■ TASK BRIEF ■
Leave out the images; return the rest of the data exactly.

(Natural language region descriptions)
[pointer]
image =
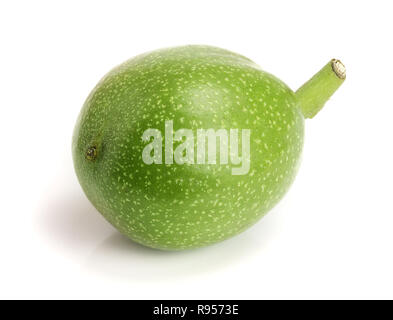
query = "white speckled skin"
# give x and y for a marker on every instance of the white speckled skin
(186, 206)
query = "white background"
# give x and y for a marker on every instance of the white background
(331, 236)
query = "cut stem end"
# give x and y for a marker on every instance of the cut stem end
(315, 92)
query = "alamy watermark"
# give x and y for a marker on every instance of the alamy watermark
(205, 139)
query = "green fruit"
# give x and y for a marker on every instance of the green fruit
(157, 191)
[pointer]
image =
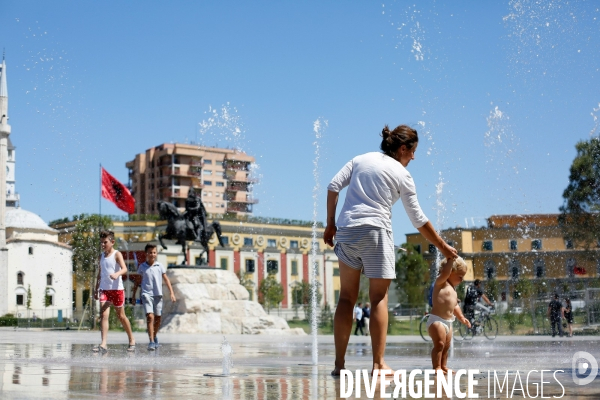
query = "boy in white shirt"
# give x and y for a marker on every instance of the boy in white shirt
(110, 291)
(153, 273)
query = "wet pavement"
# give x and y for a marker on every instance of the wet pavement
(61, 364)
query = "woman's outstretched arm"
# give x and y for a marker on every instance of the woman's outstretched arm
(330, 229)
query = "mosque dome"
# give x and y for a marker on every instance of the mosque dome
(17, 218)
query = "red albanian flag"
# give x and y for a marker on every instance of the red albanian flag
(115, 191)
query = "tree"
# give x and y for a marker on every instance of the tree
(271, 292)
(411, 269)
(85, 242)
(580, 212)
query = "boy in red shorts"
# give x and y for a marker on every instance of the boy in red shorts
(110, 290)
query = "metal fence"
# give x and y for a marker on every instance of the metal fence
(45, 318)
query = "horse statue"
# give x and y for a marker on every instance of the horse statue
(188, 226)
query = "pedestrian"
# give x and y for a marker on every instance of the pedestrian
(363, 232)
(358, 317)
(473, 295)
(153, 274)
(554, 313)
(110, 291)
(567, 314)
(366, 317)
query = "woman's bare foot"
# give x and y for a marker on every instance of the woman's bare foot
(446, 370)
(337, 370)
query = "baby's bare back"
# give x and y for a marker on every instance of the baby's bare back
(444, 301)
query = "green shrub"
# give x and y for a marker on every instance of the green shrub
(8, 320)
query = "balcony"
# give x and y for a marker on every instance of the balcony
(235, 165)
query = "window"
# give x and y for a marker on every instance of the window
(514, 269)
(571, 264)
(249, 266)
(272, 267)
(490, 269)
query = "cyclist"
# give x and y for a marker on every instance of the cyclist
(472, 297)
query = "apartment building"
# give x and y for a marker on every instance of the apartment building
(254, 248)
(169, 171)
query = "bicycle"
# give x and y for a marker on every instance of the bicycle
(483, 323)
(425, 334)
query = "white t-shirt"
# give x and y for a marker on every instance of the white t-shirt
(358, 313)
(108, 266)
(375, 182)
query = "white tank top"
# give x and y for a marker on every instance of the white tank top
(108, 266)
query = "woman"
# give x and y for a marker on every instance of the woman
(567, 312)
(364, 236)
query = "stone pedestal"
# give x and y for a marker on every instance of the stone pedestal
(213, 301)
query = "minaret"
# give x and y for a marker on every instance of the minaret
(4, 133)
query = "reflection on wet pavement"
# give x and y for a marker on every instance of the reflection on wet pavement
(59, 364)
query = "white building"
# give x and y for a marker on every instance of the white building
(32, 260)
(37, 262)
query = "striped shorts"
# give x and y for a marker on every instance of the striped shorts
(367, 248)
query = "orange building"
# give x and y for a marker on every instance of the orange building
(518, 246)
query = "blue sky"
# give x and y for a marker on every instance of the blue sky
(500, 92)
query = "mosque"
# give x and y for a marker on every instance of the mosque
(35, 268)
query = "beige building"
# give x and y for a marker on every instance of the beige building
(167, 172)
(518, 246)
(254, 248)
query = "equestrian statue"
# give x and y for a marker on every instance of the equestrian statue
(190, 225)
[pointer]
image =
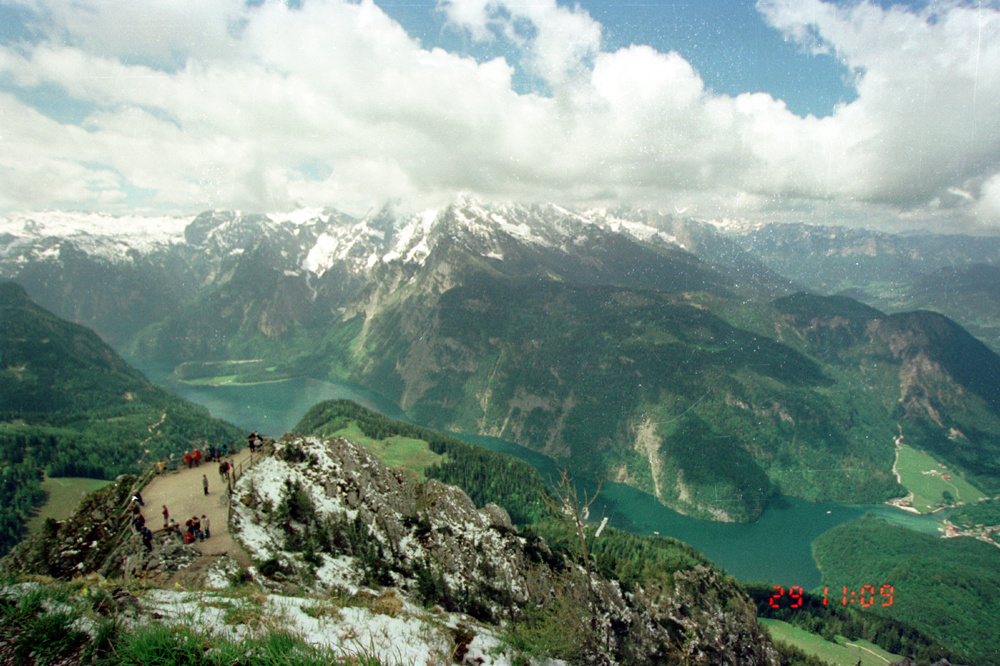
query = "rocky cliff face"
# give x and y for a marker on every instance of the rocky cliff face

■ ANSWER SPACE ■
[pointer]
image =
query = "white speckled skin"
# give x and y for a marker on every instance of the white speckled skin
(186, 206)
query = "white background"
# give x and y for a marker on every instance of the white background
(331, 236)
query = "cut stem end"
# give x and y for a marker on every instance of the cut stem end
(315, 92)
query = "alamy watermark"
# give x and y for a marker on every instance of the alamy watermark
(205, 139)
query = "green fruit"
# give x and y for a marker on every instance of the green fruit
(157, 191)
[pointer]
image =
query = "boy in white shirt"
# give x and y for a marker on every instance of the boy in white shirt
(110, 291)
(153, 273)
query = "wet pavement"
# give x and y for a marker on every instance of the wet pavement
(61, 364)
query = "woman's outstretched arm"
# give x and y for a marker on every instance of the woman's outstretched arm
(330, 229)
query = "mosque dome"
# give x and y for a marker on every instance of the mosque dome
(17, 218)
query = "red albanian flag"
# give x and y for a marker on every instance of the red albanian flag
(115, 191)
query = "tree"
# give x and y for a marker on every instance of the tree
(271, 292)
(411, 269)
(85, 242)
(580, 212)
query = "boy in red shorts"
# give x and y for a marker on every instance of the boy in red shorts
(110, 290)
query = "metal fence"
# give x and y for a marker on every instance of the metal fence
(45, 318)
query = "horse statue"
# give x and y for a marker on every instance of the horse statue
(188, 226)
query = "pedestrian"
# give x and y for a marker on every instance of the pedestrian
(363, 232)
(358, 317)
(473, 295)
(153, 274)
(554, 313)
(110, 291)
(567, 314)
(366, 317)
query = "woman's bare foot"
# give x and y for a marker on every instance of the woman's bare foot
(446, 370)
(337, 370)
query = "baby's bare back"
# give x and y for a marker on every instance of the baby's bare back
(444, 301)
query = "green shrub"
# give x and y for a marker on every instance of the green shrub
(8, 320)
query = "balcony"
# give x and y for a marker on every instance of the balcony
(235, 165)
query = "window"
# give x and y for a marker on every instance of the window
(514, 269)
(571, 264)
(249, 266)
(272, 267)
(490, 269)
query = "cyclist"
# give x and y for a marker on every instance of the cyclist
(472, 297)
query = "apartment building"
# give x and y for a marker on every instance of the apartment building
(254, 248)
(169, 171)
query = "bicycle"
# give x and y for a marker on every instance of the bicycle
(483, 323)
(425, 334)
query = "white t-shirt"
# give x and y for a marker on every instance of the white t-shirt
(358, 313)
(108, 266)
(375, 182)
query = "white tank top"
# give x and y for a marker on every instance of the white tank top
(108, 266)
query = "woman"
# give x and y for a marker on every instance of the woman
(567, 312)
(364, 236)
query = "stone pedestal"
# give x and y for a marker on every instance of the stone pedestal
(213, 301)
query = "minaret"
# give x and y for a marker on every instance of the minaret
(4, 133)
query = "reflection on wet pavement"
# give x and y for a marker on every instance of the reflection on wet pavement
(59, 364)
query = "white building"
# give x and y for a marker on every instance of the white building
(32, 260)
(37, 262)
query = "striped shorts"
# give x and y for a marker on every instance of the striped shorts
(367, 248)
query = "orange building"
# give x and y for a marker on every instance of the orange building
(518, 246)
query = "blue sky"
# give x and y for a marker on every instance of the blue sky
(500, 92)
query = "mosque"
# give x and y for a marker on every instance of the mosque
(35, 268)
query = "beige building"
# give x and y for a marker on every instance of the beige building
(167, 172)
(518, 246)
(254, 248)
query = "equestrian statue"
# give x and y for a marker on every instance of the equestrian statue
(190, 225)
[pointer]
image =
query = "rocky cliff face"
# give x and y for a marker on every instance of the rocky cliff face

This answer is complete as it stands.